→ TASK STATEMENT
Rewrite the records below so that every "top-left corner" becomes "upper-left corner", leaving everything else unchanged.

---------------

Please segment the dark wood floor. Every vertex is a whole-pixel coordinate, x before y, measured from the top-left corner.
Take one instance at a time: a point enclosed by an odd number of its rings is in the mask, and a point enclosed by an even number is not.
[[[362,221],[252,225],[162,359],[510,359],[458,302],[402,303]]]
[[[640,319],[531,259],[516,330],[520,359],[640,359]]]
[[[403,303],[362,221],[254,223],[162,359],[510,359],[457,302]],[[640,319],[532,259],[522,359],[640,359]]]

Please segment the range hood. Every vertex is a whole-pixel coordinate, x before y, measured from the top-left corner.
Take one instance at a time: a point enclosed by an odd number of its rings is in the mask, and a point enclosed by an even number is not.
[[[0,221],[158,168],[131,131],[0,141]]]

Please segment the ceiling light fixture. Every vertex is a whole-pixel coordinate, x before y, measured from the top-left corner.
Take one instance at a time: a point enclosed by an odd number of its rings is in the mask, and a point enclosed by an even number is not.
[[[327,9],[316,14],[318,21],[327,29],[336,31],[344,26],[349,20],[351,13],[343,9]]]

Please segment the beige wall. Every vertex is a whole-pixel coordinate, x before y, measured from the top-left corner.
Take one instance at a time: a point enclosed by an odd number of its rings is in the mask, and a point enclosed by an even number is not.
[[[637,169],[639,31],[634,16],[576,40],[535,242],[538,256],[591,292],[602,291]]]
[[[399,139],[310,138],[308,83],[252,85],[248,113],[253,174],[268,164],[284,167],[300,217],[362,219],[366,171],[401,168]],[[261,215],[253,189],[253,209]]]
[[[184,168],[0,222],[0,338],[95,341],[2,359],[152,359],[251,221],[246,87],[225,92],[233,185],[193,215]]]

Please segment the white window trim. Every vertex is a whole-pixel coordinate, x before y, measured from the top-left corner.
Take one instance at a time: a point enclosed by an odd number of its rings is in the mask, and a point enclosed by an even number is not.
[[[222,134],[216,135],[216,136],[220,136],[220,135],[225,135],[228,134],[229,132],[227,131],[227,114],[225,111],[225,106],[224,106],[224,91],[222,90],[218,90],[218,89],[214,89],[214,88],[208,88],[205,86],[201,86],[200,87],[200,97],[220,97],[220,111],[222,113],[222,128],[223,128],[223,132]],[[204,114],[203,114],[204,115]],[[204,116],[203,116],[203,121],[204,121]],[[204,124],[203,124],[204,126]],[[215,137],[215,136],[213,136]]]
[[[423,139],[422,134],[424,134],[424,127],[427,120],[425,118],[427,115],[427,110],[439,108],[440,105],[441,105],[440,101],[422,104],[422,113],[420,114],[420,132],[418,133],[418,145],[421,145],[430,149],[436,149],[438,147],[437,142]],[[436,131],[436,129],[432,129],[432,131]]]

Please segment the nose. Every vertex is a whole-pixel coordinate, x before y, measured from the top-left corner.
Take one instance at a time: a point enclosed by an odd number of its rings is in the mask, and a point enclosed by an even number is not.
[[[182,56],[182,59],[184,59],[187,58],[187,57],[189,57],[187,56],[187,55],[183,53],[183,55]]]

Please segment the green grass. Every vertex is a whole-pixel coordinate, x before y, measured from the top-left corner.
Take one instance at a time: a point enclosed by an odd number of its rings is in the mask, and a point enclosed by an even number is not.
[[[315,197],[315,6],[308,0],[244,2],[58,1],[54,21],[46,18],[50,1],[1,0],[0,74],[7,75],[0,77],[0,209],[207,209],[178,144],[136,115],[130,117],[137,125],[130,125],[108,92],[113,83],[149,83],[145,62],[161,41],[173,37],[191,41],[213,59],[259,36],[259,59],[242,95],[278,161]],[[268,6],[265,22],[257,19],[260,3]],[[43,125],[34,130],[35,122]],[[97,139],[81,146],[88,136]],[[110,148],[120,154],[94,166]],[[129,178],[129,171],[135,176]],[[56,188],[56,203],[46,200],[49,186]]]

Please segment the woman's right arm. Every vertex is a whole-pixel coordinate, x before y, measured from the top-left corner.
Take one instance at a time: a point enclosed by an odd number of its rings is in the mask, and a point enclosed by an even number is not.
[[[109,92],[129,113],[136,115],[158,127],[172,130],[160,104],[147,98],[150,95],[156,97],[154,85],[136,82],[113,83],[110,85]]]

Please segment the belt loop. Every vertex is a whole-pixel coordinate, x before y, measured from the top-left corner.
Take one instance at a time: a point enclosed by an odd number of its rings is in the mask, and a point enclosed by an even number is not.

---------------

→ RESPONSE BELOW
Please segment the dark wood floor. Every vertex is a whole-pixel coordinate, x before y, measured from the upper-left corner.
Take one instance at a time: a point enclosed by an odd number of its rings is in the mask, and a point enclosed by an even number is not.
[[[362,221],[252,225],[162,359],[510,359],[458,302],[402,303]]]
[[[640,319],[531,259],[516,330],[520,359],[640,359]]]
[[[403,303],[362,221],[254,223],[162,359],[510,359],[457,302]],[[640,319],[532,259],[522,359],[640,359]]]

Please segment the range hood. Every vertex is a whole-pixel coordinate, x before y, measured from the upper-left corner.
Take one instance at a time: a point enclosed by an odd number of its rings is in the mask, and a point enclosed by an even number is not.
[[[0,221],[158,168],[131,131],[0,141]]]

Please segment the ceiling light fixture. Every vertex is a whole-pixel coordinate, x before y, measured from the upper-left corner.
Take one instance at a time: a point enclosed by an odd number of its rings is in the mask, and a point enclosed by an even number is not.
[[[327,9],[316,14],[318,21],[327,29],[336,31],[344,26],[349,20],[351,13],[343,9]]]

Please segment the beige wall. Every vertex is a whole-pixel coordinate, x before y, measured from the upper-left corner.
Take one instance at a time: a point enclosed by an odd number of its rings is in the mask, and a point enclosed by an even number is not.
[[[637,169],[639,31],[634,16],[576,40],[535,242],[538,256],[591,292],[602,291]]]
[[[399,139],[310,138],[308,83],[252,85],[248,113],[253,174],[268,164],[284,167],[300,217],[362,219],[366,171],[401,168]],[[261,215],[253,189],[253,209]]]
[[[184,168],[0,222],[0,338],[95,341],[2,359],[152,359],[251,221],[246,87],[225,92],[233,185],[193,215]]]

Please segment the white window trim. Every vertex is a whole-pixel coordinate, x before y, measured from the upper-left corner.
Take one instance at a time: a point enclosed by an odd number of its rings is in the mask, and a point enclosed by an even number is not.
[[[222,134],[216,135],[216,136],[220,136],[220,135],[225,135],[228,134],[229,132],[227,131],[227,114],[225,111],[225,106],[224,106],[224,91],[222,90],[218,90],[218,89],[214,89],[214,88],[208,88],[205,86],[201,86],[200,87],[200,97],[220,97],[220,111],[222,113],[222,128],[223,128],[223,132]],[[204,114],[203,114],[204,115]],[[204,116],[203,116],[203,121],[204,121]],[[204,124],[203,124],[204,126]],[[215,137],[215,136],[213,136]]]
[[[423,139],[422,134],[424,134],[424,127],[427,120],[425,118],[427,115],[427,110],[439,108],[440,105],[441,105],[440,101],[422,104],[422,113],[420,114],[420,132],[418,133],[418,145],[421,145],[430,149],[436,149],[438,147],[437,142]],[[436,131],[436,129],[432,129],[432,131]]]

Please segment the nose. Every vertex is a whole-pixel coordinate, x before y, measured from the upper-left corner.
Take one instance at a time: a point enclosed by an odd number of its rings is in the mask, and a point enclosed by an even number is not.
[[[182,56],[182,59],[184,59],[187,58],[187,57],[189,57],[187,56],[187,55],[183,53],[183,55]]]

Please segment the green grass. Every vertex is a whole-pixel coordinate, x before y, measured from the upper-left corner.
Take one instance at a time: a point enclosed by an odd number of its rings is in the mask, and a point enclosed by an even number is not.
[[[315,197],[315,6],[308,0],[244,2],[58,1],[54,21],[46,18],[50,1],[1,0],[0,74],[7,75],[0,77],[0,209],[207,209],[178,144],[136,115],[130,117],[137,125],[130,125],[108,92],[113,83],[149,83],[145,62],[161,41],[173,37],[191,41],[213,59],[259,36],[259,59],[242,95],[278,161]],[[268,6],[265,22],[257,19],[260,3]],[[43,125],[34,130],[35,122]],[[97,139],[81,146],[88,136]],[[110,148],[120,154],[94,166]],[[129,178],[129,171],[135,176]],[[56,188],[56,203],[46,200],[49,186]]]

Please segment the woman's right arm. Every vertex is a whole-pixel coordinate, x before y, measured from the upper-left corner.
Take one instance at a time: a point enclosed by an odd number of its rings is in the mask, and a point enclosed by an even number is not.
[[[109,92],[129,113],[136,115],[158,127],[172,130],[160,104],[147,98],[150,95],[156,97],[154,85],[136,82],[113,83],[110,85]]]

Please segment the belt loop. Every vertex is a whole-pixel coordinate, x before y, measured from the upper-left corner.
Take one instance at a time: a point enclosed by an odd number of its rings is in the mask, and a point enclosed by an even number is not.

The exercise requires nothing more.